Exercise requirements: In the data, extract each line that holds the string "below".

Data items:
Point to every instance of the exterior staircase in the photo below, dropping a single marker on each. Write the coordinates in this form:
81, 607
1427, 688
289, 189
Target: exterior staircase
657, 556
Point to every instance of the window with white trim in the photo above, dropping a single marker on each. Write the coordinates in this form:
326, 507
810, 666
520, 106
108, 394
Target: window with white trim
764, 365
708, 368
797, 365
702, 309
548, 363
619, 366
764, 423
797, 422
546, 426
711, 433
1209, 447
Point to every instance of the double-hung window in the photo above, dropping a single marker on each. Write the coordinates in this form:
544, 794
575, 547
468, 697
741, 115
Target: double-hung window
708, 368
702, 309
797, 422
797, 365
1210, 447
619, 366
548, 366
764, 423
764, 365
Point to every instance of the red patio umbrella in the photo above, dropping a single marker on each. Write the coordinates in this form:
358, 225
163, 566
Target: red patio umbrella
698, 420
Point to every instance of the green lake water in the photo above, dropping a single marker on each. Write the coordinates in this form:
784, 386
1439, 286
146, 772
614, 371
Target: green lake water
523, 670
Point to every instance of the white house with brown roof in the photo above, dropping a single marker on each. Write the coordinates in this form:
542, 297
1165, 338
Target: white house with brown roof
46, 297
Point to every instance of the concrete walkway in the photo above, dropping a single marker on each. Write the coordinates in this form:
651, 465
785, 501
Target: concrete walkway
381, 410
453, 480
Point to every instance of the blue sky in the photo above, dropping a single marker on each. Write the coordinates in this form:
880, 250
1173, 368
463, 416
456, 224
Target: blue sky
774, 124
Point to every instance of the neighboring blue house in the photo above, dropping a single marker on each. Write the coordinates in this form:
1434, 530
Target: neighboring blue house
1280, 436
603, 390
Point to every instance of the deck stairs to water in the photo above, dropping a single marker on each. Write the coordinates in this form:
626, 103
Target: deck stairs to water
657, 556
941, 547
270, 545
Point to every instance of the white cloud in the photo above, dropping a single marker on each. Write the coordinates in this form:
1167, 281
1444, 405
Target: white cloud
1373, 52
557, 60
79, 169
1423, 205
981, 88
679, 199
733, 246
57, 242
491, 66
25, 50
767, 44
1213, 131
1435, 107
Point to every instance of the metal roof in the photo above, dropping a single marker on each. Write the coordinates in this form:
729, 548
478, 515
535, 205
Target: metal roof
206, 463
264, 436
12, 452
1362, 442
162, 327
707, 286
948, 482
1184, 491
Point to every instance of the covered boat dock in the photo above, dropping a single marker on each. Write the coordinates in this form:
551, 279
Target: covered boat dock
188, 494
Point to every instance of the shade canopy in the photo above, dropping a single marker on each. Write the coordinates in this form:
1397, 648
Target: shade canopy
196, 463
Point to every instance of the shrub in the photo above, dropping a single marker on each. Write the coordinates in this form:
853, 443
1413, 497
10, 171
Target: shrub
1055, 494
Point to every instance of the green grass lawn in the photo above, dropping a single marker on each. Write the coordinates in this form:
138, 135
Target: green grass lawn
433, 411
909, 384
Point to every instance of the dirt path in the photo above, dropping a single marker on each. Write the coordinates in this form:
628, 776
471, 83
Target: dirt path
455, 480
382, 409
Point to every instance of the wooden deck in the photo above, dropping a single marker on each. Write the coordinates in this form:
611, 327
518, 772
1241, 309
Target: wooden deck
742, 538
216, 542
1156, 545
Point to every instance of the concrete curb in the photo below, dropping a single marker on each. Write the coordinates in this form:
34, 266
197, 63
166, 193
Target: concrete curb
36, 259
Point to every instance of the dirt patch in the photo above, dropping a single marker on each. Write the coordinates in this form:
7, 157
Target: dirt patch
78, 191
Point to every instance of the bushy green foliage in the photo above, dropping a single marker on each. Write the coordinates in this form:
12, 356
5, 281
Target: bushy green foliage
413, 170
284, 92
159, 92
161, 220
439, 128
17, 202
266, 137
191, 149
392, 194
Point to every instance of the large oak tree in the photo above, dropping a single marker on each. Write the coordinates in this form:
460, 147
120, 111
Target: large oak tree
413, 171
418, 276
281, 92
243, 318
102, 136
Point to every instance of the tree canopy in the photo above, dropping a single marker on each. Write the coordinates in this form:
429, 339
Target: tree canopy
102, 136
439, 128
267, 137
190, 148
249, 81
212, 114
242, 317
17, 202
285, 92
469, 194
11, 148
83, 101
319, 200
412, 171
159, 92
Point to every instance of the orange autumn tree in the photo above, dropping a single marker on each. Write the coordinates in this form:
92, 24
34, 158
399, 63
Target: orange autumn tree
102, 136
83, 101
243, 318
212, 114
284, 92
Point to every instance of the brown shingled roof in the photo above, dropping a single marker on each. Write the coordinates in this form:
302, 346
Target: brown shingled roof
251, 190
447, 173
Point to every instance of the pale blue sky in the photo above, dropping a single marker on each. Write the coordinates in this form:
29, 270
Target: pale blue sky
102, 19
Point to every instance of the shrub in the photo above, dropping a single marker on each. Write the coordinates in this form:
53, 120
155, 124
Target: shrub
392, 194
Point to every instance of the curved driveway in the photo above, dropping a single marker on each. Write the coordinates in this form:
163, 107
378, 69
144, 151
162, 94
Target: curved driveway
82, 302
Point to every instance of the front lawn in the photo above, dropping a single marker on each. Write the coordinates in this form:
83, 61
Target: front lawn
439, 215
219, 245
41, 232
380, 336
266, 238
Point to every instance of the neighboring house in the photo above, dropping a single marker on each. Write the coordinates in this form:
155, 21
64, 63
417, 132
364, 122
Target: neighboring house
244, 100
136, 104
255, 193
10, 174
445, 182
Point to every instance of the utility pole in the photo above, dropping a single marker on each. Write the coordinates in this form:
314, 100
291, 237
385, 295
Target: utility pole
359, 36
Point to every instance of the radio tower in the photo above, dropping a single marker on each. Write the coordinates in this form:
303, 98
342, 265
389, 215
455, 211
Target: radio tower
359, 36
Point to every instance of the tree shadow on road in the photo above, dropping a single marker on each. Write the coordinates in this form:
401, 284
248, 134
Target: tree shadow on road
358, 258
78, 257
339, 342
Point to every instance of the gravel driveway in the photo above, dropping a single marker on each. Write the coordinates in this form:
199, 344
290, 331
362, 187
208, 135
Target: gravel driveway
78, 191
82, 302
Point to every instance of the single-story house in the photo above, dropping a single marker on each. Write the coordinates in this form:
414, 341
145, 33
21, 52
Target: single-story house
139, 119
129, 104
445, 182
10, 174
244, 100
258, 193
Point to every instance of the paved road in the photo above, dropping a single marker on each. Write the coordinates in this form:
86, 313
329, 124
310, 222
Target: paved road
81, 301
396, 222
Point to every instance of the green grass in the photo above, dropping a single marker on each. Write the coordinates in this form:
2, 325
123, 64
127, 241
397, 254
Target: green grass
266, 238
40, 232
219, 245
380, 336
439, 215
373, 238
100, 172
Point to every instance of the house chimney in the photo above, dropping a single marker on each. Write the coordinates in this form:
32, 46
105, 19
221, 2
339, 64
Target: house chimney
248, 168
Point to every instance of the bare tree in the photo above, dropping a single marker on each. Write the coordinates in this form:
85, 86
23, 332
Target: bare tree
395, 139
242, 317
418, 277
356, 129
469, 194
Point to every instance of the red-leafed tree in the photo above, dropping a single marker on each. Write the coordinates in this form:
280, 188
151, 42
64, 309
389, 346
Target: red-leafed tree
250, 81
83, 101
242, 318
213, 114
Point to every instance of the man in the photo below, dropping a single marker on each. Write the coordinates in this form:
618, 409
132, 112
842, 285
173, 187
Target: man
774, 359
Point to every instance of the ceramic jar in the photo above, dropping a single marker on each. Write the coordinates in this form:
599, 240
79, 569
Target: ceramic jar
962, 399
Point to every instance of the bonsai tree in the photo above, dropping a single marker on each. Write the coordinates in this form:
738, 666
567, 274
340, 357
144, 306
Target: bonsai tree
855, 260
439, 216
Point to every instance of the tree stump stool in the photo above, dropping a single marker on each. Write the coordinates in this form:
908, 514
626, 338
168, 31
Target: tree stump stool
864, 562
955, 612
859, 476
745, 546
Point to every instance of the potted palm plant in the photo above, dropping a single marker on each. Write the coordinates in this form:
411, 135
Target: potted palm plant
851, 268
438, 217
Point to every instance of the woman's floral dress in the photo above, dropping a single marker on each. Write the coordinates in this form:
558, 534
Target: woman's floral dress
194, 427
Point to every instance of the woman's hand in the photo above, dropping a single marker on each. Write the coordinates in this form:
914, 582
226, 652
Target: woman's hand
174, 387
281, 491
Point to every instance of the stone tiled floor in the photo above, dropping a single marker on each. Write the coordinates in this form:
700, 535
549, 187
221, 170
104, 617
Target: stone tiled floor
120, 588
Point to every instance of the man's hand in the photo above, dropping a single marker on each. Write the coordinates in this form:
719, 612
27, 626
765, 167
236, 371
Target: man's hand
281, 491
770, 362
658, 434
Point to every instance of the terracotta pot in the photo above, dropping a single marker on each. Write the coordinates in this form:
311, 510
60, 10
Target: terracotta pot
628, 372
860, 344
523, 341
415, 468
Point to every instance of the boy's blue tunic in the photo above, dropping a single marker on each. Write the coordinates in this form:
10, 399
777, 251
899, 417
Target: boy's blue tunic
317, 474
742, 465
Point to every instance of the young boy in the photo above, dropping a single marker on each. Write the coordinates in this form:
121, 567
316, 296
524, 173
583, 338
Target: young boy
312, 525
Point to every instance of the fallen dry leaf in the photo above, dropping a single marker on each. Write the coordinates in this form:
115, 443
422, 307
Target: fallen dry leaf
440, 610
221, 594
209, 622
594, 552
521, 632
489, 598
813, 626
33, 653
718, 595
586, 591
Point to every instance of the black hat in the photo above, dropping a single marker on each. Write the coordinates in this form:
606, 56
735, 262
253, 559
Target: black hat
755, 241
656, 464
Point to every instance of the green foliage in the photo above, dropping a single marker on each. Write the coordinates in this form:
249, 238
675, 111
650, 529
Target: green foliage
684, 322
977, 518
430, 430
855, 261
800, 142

Task solution:
Point to every instance of the exterior staircase in the photo below, dropping a single marker on each. Write the coordinates in this form:
Point to every instance of the concrete curb in the photo below, dropping a single marker on each. Write the coordinates in this form:
Point to every instance of the man in the photo below, dropping a single marker on each. Write the coordinates in this form:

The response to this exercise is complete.